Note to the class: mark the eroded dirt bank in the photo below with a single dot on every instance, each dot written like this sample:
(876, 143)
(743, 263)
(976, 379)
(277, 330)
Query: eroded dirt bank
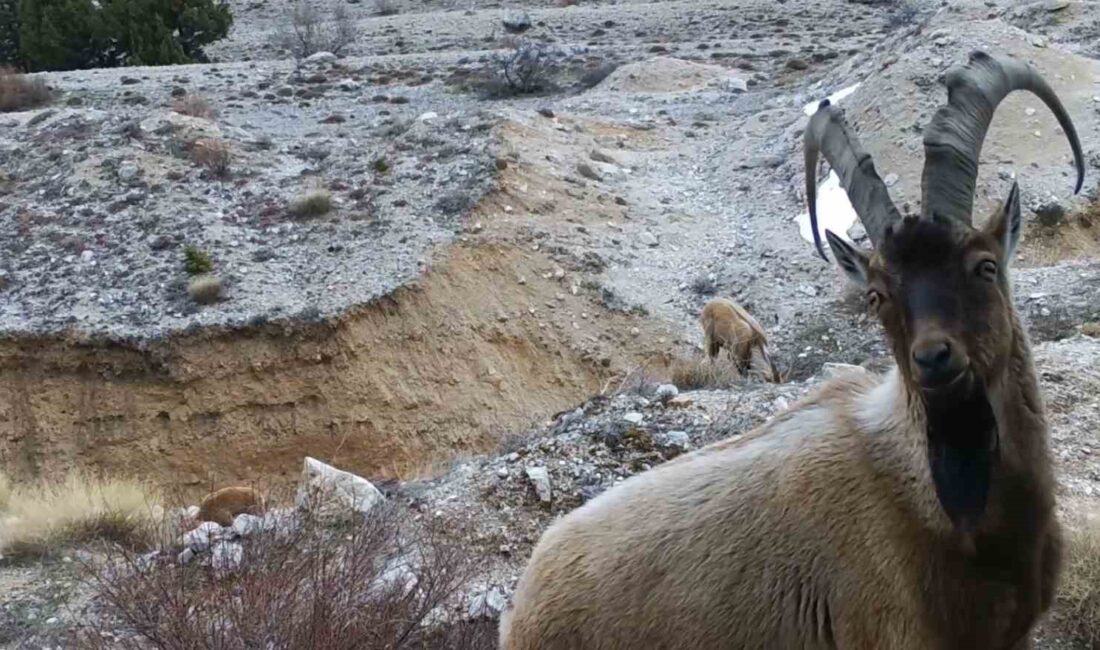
(440, 367)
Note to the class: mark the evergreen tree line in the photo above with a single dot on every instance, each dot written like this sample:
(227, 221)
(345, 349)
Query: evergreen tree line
(76, 34)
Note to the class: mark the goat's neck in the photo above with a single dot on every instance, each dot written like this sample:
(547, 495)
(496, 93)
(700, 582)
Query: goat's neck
(988, 450)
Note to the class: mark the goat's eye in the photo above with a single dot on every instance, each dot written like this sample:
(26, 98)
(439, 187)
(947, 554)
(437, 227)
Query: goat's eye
(987, 270)
(873, 299)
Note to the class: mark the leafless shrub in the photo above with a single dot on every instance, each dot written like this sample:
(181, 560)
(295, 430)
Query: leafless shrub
(593, 77)
(383, 582)
(385, 7)
(306, 30)
(19, 92)
(525, 67)
(194, 106)
(314, 204)
(205, 289)
(212, 154)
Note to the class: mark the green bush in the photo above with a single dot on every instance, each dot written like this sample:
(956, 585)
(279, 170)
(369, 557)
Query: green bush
(75, 34)
(197, 261)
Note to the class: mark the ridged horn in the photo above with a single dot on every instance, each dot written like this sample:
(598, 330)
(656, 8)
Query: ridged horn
(953, 139)
(828, 133)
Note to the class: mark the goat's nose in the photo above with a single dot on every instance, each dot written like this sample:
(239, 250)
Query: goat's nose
(934, 360)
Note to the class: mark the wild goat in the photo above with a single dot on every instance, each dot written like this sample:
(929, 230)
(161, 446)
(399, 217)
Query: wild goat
(911, 510)
(226, 504)
(727, 324)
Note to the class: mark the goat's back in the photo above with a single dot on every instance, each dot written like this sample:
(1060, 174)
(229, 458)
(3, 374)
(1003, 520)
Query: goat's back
(728, 323)
(745, 543)
(226, 504)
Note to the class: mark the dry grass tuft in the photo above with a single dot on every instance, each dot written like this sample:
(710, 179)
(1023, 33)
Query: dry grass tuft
(205, 289)
(315, 204)
(702, 374)
(1078, 607)
(212, 154)
(20, 92)
(194, 106)
(42, 516)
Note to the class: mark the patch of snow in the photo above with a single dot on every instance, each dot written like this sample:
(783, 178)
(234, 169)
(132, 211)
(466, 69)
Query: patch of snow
(812, 107)
(834, 209)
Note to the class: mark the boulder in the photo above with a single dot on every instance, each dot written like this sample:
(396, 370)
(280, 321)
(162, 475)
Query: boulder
(330, 492)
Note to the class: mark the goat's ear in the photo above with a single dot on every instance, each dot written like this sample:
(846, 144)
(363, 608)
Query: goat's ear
(855, 263)
(1004, 226)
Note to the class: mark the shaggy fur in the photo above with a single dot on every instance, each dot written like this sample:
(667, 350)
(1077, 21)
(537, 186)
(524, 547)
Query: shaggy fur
(853, 520)
(226, 504)
(727, 324)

☆ ☆ ☆

The problem: Reproduce all of the data above verbatim, leaving out the picture.

Solution:
Note to the class: mark the eroded dirt bank in the photo below with a single dot on every instance, each dot written like this sample:
(876, 143)
(743, 263)
(976, 379)
(277, 330)
Query: eroded dirt bank
(440, 367)
Note to the class: mark the evergreen tree line in the photo above with a single dot on every instance, each dot written like this sample:
(227, 221)
(345, 349)
Query: evergreen tree line
(76, 34)
Note to the class: mark the goat's neck in the photo above with a single dot on every instance, each dot written like this sample:
(547, 495)
(496, 93)
(700, 582)
Query: goat's neck
(988, 450)
Note to the class: mark the goat's eye in the photo above with a single dot on every instance, each dot written like this sample:
(26, 98)
(439, 187)
(947, 554)
(437, 227)
Query: goat's eye
(987, 270)
(873, 299)
Note to the class: mark the leafless shrub in the photo above with a single dot on every instance, each dot written like this sample:
(181, 560)
(295, 430)
Query: leafless shrub
(593, 77)
(383, 582)
(385, 7)
(306, 30)
(19, 92)
(525, 67)
(194, 106)
(314, 204)
(205, 289)
(212, 154)
Note to the class: mark the green bush in the photo above with a single dot on every instance, each dot written like this sample:
(956, 585)
(279, 170)
(369, 557)
Query: green bush
(75, 34)
(197, 261)
Note to the class: mark the ridged horn in the photo above with a single dot on every instance, each dot written like this sample:
(598, 330)
(656, 8)
Query: ridged horn
(953, 139)
(828, 133)
Note to the class: mark the goat's nose in the photo above with a single dot on every instance, each dot written like this sample:
(239, 250)
Query: goat's nose
(934, 360)
Note to the class: mark the wild goat in the photo above with a single dot on every instance, each dot written like this sample:
(929, 230)
(161, 446)
(399, 217)
Query: wild goat
(911, 510)
(226, 504)
(727, 324)
Note to the class: mark the goat's back in the photo above with a single dot on every instance, each dot written like this sample:
(1060, 174)
(229, 458)
(3, 374)
(1003, 520)
Query: goat's back
(728, 323)
(745, 543)
(226, 504)
Note to the class: mark the dry grass tuft in the photo above with a single dot on every instance, each dot written like this sample:
(710, 179)
(1023, 33)
Query: dry grass tuft
(205, 289)
(315, 204)
(702, 374)
(1078, 607)
(212, 154)
(20, 92)
(194, 106)
(42, 516)
Note to the class: mark the patch of snow in the photo above with a single dot on every instance, each dot written like this sample:
(783, 178)
(234, 169)
(132, 211)
(466, 69)
Query: patch of snow
(812, 107)
(834, 209)
Note to the class: mark the boulder in the photo above with a single dot on every instance, each dot written like this sample:
(396, 370)
(280, 321)
(162, 475)
Query: boulder
(330, 492)
Note to the class: mark the goat's ear in the photo above with a single dot on every instance, each dot written like this sample:
(846, 144)
(363, 608)
Query: goat's ear
(855, 263)
(1004, 226)
Note to the class: mark the shaggy fur in the photo above with a single dot on every instance, each dot written like this sample:
(667, 350)
(1077, 21)
(537, 186)
(524, 547)
Query: shaggy fur
(853, 520)
(226, 504)
(727, 324)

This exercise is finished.